**About this exercise:** Please retype all of the records below word for word, leaving out any pictures.

**Stored data:**
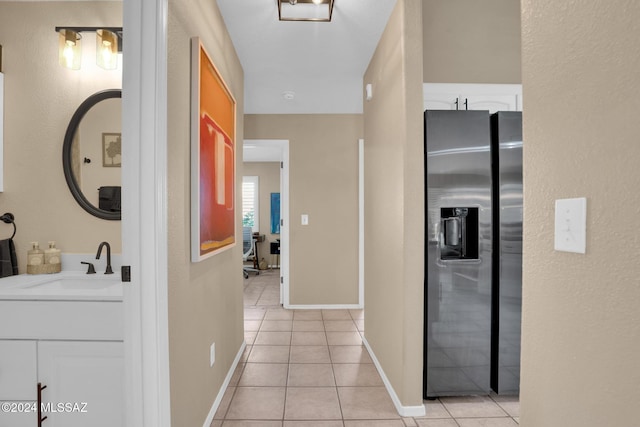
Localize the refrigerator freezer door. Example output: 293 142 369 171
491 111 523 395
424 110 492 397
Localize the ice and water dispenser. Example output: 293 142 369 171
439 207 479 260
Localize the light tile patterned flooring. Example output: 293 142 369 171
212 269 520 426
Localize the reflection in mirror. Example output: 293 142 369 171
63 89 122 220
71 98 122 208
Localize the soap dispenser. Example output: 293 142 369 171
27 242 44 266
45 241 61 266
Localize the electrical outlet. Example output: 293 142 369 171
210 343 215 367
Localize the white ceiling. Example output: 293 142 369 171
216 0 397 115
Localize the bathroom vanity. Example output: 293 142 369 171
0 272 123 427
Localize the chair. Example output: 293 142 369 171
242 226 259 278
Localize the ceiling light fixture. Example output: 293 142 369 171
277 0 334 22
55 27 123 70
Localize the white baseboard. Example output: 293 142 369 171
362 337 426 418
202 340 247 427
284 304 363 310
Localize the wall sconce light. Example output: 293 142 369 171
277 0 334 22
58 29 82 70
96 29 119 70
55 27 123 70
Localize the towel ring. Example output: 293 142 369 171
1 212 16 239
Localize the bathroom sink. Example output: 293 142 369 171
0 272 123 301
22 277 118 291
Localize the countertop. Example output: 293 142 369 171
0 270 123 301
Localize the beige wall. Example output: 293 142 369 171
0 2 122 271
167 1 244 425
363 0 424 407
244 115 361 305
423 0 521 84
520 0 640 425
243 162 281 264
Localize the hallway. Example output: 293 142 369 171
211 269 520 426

**Answer for the task:**
Localize the refrigerator freezer door. Example output: 293 142 369 171
491 111 523 395
424 110 492 397
Localize the ice and water dispenser. Example output: 293 142 369 171
439 207 479 260
Localize the light tile patterned flooring. Example output: 293 142 369 171
212 269 520 426
Localize the reflection in mirror. Example output: 293 142 369 171
63 89 122 220
71 98 122 208
Localize the soap dispenser. Example output: 293 142 369 171
27 242 44 266
45 241 61 266
Localize the electrical outlet. Example output: 293 142 369 171
210 343 215 367
Localize the white ceiling. Example output: 293 142 369 171
216 0 397 115
Localize the bathroom vanity. Example output: 293 142 369 171
0 272 123 427
Localize the chair. Example output: 293 142 369 171
242 226 259 278
Localize the ceiling light fixture. Example output: 293 142 369 171
277 0 334 22
55 27 123 70
Localize the white baseboard. Example output: 293 142 369 171
362 337 426 418
202 340 247 427
284 304 363 310
Localize the wall sconce light. Example output: 293 142 369 171
277 0 334 22
58 29 82 70
96 29 119 70
55 27 123 70
Localize the towel ring. Example output: 293 142 369 171
1 212 16 239
Localize the bathroom sink. Example output: 293 142 369 171
0 272 123 301
22 277 118 291
Localize the countertop. Example output: 293 142 369 171
0 270 123 301
Localize the beige wall. Example output: 293 142 369 171
0 2 122 271
167 1 244 425
363 0 424 407
244 115 361 305
423 0 521 84
520 0 640 425
243 162 281 264
Localize the hallway. Example output: 293 142 369 171
211 269 520 426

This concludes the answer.